> _The request_:
Please lay out the lines of the items below as a numbered list, starting with the line that contains "Please locate the tall" and going on through the last line of the items. Leave out any blank lines.
**** Record excerpts
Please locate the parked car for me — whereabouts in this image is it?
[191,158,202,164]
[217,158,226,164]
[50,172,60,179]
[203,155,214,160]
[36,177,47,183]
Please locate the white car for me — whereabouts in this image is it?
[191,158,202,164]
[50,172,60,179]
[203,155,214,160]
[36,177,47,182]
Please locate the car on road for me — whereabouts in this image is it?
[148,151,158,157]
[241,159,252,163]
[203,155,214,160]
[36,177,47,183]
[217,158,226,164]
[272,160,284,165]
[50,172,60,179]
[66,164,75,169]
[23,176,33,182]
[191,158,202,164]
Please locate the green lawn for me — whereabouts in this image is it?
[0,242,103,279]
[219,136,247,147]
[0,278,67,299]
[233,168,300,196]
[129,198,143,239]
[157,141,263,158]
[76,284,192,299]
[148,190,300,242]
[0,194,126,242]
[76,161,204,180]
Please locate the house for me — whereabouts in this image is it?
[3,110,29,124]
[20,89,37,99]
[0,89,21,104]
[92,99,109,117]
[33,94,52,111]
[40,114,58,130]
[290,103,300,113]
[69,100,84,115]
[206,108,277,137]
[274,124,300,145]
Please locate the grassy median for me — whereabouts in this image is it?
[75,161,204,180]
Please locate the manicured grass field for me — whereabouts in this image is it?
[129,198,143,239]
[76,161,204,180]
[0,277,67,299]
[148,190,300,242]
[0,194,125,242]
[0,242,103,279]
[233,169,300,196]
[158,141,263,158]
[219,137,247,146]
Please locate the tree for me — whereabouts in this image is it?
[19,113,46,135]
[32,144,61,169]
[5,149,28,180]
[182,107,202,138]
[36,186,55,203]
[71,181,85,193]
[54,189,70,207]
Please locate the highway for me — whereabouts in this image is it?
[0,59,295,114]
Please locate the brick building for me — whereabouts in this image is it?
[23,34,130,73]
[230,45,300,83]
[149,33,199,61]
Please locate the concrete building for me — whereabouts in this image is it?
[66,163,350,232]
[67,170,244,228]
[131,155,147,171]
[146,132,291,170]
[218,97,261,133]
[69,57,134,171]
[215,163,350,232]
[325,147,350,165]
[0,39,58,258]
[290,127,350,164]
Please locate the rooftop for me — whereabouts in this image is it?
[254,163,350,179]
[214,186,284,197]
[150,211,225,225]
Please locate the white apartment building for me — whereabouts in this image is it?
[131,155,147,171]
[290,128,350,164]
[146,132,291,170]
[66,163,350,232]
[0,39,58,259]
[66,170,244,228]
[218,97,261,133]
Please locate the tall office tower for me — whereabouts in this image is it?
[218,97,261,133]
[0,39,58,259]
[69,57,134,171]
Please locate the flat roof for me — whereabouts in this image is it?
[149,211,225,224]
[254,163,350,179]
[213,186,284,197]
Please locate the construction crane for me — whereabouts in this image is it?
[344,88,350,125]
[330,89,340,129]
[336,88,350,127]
********
> _Worked solution_:
1. Please locate the tall office tower for me — whereabouts in this image is it?
2. [218,97,261,133]
3. [0,39,58,259]
4. [69,57,134,171]
5. Please locate the flat roof for me — whereabouts in this image is it?
6. [149,211,225,224]
7. [254,163,350,179]
8. [213,186,284,197]
9. Please locate the construction crane for me — whereabouts in this image is it?
10. [344,88,350,125]
11. [330,89,340,129]
12. [336,88,350,127]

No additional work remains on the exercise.